__Task item__: For the entries below, the expected answer is the line with "Query: sunset sky", the line with "Note: for every instance of the dock", and every line between them, exactly as written, and nothing more.
....................
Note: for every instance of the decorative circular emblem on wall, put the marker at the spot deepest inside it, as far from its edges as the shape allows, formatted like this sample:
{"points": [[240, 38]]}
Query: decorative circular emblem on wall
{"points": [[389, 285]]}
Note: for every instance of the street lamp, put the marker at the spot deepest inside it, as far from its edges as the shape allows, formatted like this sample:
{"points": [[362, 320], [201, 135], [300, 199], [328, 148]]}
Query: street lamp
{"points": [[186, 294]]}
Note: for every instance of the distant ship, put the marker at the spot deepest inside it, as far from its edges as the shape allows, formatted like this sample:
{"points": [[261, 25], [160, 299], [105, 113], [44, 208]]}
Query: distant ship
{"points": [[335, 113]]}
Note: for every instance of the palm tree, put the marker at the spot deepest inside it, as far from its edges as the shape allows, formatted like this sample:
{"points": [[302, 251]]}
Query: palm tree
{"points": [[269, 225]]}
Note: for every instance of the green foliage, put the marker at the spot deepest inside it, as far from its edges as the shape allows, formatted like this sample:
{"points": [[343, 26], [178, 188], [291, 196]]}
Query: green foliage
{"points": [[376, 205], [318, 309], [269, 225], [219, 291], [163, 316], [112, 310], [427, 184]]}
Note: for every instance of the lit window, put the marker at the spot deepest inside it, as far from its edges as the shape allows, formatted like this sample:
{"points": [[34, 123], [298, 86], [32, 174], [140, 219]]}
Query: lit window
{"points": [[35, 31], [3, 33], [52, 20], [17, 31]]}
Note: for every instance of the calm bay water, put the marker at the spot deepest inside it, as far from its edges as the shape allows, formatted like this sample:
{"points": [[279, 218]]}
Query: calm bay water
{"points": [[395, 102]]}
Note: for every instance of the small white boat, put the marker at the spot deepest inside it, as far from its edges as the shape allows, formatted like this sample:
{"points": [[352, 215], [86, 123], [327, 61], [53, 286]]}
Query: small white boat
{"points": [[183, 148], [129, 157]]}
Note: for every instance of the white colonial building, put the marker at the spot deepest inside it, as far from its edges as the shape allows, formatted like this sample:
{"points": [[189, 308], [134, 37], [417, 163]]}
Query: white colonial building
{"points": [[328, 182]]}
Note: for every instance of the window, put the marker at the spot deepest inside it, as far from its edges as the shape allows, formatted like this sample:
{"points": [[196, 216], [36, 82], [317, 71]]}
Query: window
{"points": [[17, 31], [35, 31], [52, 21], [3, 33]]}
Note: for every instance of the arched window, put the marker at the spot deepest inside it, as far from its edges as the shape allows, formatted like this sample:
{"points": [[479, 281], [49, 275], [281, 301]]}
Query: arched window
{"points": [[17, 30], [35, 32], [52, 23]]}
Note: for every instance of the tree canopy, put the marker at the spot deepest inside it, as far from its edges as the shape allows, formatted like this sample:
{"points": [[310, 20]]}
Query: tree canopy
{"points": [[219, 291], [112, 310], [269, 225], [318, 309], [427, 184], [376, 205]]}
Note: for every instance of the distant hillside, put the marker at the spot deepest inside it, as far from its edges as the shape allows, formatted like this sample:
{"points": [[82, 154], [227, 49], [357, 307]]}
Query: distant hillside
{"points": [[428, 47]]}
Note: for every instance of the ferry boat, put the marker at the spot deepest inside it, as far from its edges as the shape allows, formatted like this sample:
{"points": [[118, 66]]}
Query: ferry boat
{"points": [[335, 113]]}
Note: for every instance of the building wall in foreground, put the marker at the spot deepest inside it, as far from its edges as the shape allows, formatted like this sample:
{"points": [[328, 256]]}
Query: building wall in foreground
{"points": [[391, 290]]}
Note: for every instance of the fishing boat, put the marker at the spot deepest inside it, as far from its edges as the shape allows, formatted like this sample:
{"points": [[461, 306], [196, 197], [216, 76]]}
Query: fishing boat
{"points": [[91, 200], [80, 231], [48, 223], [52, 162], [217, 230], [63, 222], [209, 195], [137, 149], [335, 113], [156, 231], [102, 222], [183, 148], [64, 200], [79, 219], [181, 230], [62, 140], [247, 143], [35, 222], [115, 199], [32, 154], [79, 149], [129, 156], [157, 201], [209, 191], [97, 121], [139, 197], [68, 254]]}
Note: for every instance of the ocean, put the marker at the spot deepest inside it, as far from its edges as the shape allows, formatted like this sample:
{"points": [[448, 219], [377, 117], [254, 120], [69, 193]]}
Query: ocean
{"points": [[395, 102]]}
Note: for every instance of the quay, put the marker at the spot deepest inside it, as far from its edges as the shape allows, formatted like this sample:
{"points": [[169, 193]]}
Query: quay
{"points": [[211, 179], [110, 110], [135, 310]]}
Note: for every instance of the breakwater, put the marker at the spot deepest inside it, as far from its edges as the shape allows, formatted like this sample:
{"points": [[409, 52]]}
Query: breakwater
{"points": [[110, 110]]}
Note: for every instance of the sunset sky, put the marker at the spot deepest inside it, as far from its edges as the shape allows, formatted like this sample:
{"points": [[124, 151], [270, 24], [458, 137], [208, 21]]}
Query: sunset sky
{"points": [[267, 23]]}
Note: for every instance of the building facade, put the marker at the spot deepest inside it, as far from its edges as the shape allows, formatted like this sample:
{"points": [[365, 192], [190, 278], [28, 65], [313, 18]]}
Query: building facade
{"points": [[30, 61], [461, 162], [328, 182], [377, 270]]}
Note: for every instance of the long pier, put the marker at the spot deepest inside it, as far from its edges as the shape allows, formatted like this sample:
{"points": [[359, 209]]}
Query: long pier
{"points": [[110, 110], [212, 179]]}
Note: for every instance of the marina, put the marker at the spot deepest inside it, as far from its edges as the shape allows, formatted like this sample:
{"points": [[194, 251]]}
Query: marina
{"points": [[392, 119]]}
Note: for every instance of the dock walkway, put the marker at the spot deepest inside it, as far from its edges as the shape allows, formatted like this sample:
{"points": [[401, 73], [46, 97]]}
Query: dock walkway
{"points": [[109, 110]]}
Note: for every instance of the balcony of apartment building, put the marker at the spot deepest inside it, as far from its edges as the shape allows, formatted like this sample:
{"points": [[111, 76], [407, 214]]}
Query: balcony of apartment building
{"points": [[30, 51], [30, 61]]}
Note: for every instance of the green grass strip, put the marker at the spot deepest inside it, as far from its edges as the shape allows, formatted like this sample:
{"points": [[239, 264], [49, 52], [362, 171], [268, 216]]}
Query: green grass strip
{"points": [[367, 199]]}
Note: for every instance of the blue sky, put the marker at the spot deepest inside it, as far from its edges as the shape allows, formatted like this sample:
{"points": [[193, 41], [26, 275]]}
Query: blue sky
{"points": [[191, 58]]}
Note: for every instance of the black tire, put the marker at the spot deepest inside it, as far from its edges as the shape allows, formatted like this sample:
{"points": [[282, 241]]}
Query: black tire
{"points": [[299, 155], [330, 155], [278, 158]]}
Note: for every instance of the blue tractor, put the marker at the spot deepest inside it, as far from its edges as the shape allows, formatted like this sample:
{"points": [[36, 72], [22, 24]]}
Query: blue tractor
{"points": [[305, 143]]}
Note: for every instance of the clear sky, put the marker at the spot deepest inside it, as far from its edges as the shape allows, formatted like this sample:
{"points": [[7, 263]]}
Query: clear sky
....................
__Answer to the problem__:
Query: sunset sky
{"points": [[267, 23]]}
Note: for every instance of the building facade, put the marker at the spot deepest inside it, as far from its edges as the shape allows, formatted like this sample:
{"points": [[365, 192], [190, 278], [28, 65], [313, 18]]}
Query: building facade
{"points": [[30, 61], [461, 162], [328, 182], [377, 270]]}
Note: for every instance of the long pier, put the marker at the spot deepest inside it, as far from its edges as the shape allows, formatted like this sample:
{"points": [[359, 209]]}
Query: long pier
{"points": [[110, 110], [212, 179]]}
Note: for every instance of the marina, put the marker at the spot deepest inside it, as far from its edges as the shape allows, formatted like this sample:
{"points": [[194, 251]]}
Query: marina
{"points": [[392, 119]]}
Note: for every instance of the dock walkway, put the marker at the spot deepest inside it, as far from its edges as the shape allows, formatted like this sample:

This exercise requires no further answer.